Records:

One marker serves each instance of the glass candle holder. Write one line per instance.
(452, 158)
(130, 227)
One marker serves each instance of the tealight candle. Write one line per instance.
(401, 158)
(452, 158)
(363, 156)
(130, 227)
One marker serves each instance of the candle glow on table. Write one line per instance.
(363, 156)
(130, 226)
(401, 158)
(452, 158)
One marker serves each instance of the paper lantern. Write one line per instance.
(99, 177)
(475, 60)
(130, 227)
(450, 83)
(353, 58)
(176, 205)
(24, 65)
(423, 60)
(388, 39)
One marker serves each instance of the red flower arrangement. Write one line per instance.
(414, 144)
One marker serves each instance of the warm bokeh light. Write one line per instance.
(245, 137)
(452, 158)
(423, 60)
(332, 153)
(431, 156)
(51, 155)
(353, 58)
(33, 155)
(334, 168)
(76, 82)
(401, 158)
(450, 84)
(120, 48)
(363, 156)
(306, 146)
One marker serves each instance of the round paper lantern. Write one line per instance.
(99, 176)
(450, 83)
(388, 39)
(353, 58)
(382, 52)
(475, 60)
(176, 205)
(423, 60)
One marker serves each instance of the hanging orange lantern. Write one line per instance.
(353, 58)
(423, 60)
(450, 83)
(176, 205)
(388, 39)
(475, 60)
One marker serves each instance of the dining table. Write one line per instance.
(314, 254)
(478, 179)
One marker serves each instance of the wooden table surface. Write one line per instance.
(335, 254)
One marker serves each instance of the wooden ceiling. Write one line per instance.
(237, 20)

Aim of the task: Copy the rows word for word, from the line containing "One marker serves each instance of the wooden ceiling." through the end of the rows, including both ends.

Response below:
One marker serves each instance of the wooden ceiling. Write one line per instance.
(237, 20)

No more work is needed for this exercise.